Set down, character for character, the part of the records below that opens with their first line and closes with the line containing "(443, 1066)", with both of those lines included.
────────────────
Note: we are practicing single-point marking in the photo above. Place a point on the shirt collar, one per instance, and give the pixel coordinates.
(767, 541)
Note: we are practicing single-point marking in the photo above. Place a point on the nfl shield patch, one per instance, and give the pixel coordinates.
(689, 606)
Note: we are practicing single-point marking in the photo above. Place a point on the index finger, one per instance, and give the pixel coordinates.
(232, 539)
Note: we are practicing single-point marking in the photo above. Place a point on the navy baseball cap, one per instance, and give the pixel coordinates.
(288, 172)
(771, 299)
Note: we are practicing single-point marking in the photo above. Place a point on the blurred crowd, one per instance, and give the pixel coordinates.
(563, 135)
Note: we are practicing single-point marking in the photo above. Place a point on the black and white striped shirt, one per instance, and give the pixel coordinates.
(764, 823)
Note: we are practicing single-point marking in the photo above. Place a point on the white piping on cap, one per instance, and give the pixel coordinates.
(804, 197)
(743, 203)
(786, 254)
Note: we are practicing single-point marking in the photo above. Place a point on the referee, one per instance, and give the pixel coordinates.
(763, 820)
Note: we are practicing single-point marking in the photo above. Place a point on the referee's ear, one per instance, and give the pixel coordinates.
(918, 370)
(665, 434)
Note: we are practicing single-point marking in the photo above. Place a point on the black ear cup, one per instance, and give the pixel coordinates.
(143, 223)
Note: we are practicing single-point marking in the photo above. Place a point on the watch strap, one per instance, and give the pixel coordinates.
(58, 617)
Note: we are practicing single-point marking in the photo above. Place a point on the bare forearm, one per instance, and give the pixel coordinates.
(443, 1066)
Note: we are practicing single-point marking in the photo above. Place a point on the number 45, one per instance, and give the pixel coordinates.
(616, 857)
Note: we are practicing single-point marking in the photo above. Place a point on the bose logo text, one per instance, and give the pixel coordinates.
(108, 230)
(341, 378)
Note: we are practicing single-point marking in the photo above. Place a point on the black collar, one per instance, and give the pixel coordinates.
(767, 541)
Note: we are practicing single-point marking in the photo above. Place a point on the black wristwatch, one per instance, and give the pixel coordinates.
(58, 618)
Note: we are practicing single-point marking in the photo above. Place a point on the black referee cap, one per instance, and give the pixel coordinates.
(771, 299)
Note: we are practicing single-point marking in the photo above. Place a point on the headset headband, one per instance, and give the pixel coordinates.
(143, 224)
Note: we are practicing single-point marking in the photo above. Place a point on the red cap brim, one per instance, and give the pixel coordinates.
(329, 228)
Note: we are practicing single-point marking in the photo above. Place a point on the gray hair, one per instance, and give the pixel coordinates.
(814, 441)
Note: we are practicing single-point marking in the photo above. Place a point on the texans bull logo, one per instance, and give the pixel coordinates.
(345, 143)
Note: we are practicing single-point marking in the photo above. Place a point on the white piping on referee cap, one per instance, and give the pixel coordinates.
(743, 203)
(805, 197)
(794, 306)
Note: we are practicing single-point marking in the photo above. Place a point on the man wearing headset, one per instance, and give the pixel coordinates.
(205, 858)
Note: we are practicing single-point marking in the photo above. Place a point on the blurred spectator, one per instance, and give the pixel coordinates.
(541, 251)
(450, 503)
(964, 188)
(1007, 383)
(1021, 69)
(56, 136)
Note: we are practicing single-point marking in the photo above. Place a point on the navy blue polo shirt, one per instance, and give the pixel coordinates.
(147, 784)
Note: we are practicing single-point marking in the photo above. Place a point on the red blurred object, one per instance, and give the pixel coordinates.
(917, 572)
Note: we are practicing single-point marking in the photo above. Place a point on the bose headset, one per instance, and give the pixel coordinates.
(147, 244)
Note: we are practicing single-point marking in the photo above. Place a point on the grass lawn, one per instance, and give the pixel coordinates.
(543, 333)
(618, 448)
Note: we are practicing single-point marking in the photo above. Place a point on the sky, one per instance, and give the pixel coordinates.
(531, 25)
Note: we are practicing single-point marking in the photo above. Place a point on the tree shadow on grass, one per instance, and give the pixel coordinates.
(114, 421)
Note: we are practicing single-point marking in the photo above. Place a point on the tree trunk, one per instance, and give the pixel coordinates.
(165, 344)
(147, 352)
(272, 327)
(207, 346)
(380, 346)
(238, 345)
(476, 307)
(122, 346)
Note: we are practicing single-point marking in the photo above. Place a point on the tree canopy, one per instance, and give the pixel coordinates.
────────────────
> [RESULT OF THE EXERCISE]
Note: we are practicing single-point marking in the photo above. Place a point on the shirt collar, one per instance, and give the pixel coordinates.
(767, 541)
Note: we are practicing single-point marking in the photo above. Place a point on the nfl shield patch, one per instance, and give the pixel coordinates.
(689, 606)
Note: we are practicing single-point marking in the photo above. Place a point on the index finger, one per instance, and give the pixel coordinates.
(232, 539)
Note: we are practicing single-point marking in the photo above. Place a point on the navy baseball cap, one per instance, and give the pixel coordinates.
(288, 172)
(771, 299)
Note: we are practicing single-point marking in the photo above. Place a point on the blurred crowd, one per instance, and give the pixel coordinates.
(563, 135)
Note: we are practicing single-point marking in the photo above. Place a point on the black and white striped shirt, one per instance, and give the pixel coordinates.
(764, 823)
Note: we are practicing single-point marking in the photo above. Place a point on the white piping on cap, one per instance, and give the pixel coordinates.
(804, 197)
(743, 203)
(786, 254)
Note: we are practicing single-point marking in the photo above. Place a point on the referee, one per instance, and give the pixel coordinates.
(763, 820)
Note: we are practicing single-point marking in the photo above. Place a point on the referee's ear, one per instance, and give the pixel coordinates.
(918, 370)
(665, 434)
Note: we are practicing single-point marking in the photo above. Place a point on the black ear cup, one per instance, and give the pixel coordinates.
(143, 223)
Note: we are practicing single-point marking in the photo above. Place a point on the watch strap, one per instance, and give the pixel coordinates.
(58, 617)
Note: we are practicing single-point marking in the photo above. Place a point on the bare forearm, one per instance, and give the pixel coordinates.
(443, 1066)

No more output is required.